■ TESTO FORNITO:
..........

Per questo andrà riscritto anche il patto politico. Da zelanti addetti ai lavori e ai livori di palazzo, ci interroghiamo su chi ha vinto e chi ha perso il derby governativo tra “aperturisti” e “chiusuristi”. Salvini gonfia il petto, anche se non può esibire lo scalpo di Speranza. A sua volta Speranza si protegge dietro allo scudo del premier, anche se deve arretrare dal fronte del rigore. La coalizione innaturale litiga, strepita, si divide ma alla fine va avanti, perché Draghi sembra conoscere il percorso e sapere come farsi seguire dall’intendenza. Parla poco e quando serve, lascia sfogare quanto basta i partiti, consapevole che le differenze sono tante e che le “bandierine identitarie” sventoleranno ancora a lungo, visto che in autunno si vota nelle grandi città. Ma poi decide. Nel bene (come ci auguriamo succeda per la road map delle riaperture e per il Recovery Plan di cui ancora nulla ci è dato sapere) e anche nel male (come è successo sul condono nel primo decreto sostegni e su Zaki nella conferenza stampa di venerdì). Se durerà fino alla scadenza naturale del mandato è difficile dire. A due mesi dalla sua discesa in campo, sembra calarsi nella parte con la determinazione di chi non ha (più) retropensieri. Per essere chiari: Draghi funziona se fa Draghi, forte della sua competenza e libero da condizionamenti. Convinto di giocarsi il destino del Paese, non la partita del Quirinale. Ed è logico che sia così: se fa bene non si vede perché dovrebbe lasciare il governo, se fa male non si vede perché dovrebbe salire sul Colle. Sicuramente non vorrà essere Monti, probabilmente non potrà essere Ciampi.

..........

■ MATERIALE ESTRATTO:
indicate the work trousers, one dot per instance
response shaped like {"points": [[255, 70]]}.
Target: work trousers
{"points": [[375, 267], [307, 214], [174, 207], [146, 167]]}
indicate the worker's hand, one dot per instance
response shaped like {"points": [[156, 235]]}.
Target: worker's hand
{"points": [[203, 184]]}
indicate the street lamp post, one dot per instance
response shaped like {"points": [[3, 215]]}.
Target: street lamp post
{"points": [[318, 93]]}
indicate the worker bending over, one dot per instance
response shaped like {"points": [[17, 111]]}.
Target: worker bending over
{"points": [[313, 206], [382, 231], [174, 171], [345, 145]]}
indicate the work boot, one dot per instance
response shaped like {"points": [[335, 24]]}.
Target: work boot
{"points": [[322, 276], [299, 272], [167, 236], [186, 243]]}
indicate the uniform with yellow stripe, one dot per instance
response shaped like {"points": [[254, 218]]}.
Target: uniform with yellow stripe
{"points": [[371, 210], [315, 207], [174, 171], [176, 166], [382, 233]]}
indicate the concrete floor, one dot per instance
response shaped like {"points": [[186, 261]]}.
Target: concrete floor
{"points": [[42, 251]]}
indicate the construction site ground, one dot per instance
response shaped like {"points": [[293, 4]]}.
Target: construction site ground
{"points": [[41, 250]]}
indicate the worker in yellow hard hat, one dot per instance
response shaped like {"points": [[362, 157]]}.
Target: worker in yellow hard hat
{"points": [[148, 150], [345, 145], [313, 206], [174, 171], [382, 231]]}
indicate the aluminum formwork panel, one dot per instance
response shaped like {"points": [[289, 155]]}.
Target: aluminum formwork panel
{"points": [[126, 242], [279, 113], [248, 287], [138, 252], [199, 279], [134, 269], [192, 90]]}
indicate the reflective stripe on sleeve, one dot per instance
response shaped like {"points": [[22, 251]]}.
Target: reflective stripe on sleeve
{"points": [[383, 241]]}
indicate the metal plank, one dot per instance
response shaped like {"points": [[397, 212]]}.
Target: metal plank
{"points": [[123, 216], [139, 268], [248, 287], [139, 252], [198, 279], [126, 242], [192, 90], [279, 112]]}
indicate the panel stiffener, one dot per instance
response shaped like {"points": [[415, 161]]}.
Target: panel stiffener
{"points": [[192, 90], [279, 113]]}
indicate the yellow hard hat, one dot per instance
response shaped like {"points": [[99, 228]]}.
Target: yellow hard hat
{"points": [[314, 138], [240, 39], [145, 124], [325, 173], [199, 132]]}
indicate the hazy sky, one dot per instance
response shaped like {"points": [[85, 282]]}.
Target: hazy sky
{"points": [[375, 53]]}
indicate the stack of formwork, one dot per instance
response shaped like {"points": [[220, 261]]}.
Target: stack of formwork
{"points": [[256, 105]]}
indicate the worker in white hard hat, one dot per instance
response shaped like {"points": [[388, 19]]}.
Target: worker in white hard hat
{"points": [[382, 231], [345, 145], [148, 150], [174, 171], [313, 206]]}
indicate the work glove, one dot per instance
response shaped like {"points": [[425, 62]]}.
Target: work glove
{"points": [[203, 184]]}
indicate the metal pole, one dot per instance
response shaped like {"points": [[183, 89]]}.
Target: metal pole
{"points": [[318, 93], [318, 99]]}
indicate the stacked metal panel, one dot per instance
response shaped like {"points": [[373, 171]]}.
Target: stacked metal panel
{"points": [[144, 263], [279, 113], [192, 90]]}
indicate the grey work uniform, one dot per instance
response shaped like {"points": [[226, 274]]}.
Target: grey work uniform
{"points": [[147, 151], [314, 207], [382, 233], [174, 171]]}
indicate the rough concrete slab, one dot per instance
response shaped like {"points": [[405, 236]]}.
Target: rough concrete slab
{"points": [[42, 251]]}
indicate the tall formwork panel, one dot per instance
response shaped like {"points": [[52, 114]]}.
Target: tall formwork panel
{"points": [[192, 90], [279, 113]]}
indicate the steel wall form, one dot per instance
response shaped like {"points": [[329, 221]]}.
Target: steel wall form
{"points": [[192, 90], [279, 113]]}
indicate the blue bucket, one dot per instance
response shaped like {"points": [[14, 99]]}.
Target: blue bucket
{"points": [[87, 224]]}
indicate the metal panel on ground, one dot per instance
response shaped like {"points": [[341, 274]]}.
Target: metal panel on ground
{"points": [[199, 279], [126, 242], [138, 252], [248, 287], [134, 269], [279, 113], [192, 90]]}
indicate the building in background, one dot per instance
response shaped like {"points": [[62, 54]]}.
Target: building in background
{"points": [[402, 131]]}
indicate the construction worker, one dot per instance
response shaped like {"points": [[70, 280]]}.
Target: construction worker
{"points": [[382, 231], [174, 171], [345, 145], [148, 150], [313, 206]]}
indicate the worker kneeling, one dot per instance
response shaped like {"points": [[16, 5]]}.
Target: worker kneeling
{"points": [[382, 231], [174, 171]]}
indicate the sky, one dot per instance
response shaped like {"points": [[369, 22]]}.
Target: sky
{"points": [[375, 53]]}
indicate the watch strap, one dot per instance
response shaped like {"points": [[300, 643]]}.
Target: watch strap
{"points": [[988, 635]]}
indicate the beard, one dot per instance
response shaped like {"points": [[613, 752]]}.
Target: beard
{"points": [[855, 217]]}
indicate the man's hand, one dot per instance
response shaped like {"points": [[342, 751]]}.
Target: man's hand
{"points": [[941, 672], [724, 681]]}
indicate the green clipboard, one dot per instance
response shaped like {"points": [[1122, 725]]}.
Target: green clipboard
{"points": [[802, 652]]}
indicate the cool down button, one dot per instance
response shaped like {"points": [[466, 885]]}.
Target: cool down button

..........

■ CONSEGNA 1: Indica se ciascuna affermazione concorda con il brano sul governo Draghi, rispondendo sì o no e citando le parole decisive del brano: (a) Salvini può esibire lo scalpo di Speranza; (b) in autunno si vota nelle grandi città; (c) sul Recovery Plan si sa già tutto.
■ CONSEGNA 2: Prosegui il brano sul governo Draghi a partire dall'ultima frase riportata.

■ RISPOSTA ATTESA 1:
(a) No: «anche se non può esibire lo scalpo di Speranza».
(b) Sì: «visto che in autunno si vota nelle grandi città».
(c) No: «di cui ancora nulla ci è dato sapere».

■ RISPOSTA ATTESA 2:
Ciò non toglie che Draghi resti comunque il portato migliore di una crisi di sistema irrisolta. Di quella crisi i partiti dovranno prima o poi farsi carico. Provando a ridefinire il dettato costituzionale, a costruire un nuovo assetto per le istituzioni e a ridefinire le regole del gioco elettorale. Se è vero che “l’unità non è un’opzione, ma un dovere”, il momento è questo. Sconfitta la pandemia, rilanciata l’economia, manca la politica. Anche in questo caso, dobbiamo sperare. E mi tornano in mente i versi di Franco Fortini: “Se sperando con te, dalle sere d’aprile verrà la gioia delle estati fedeli… e se i giorni persi a noi giusti torneranno liberi…”. Non chiediamo altro che questo, alla vita che verrà.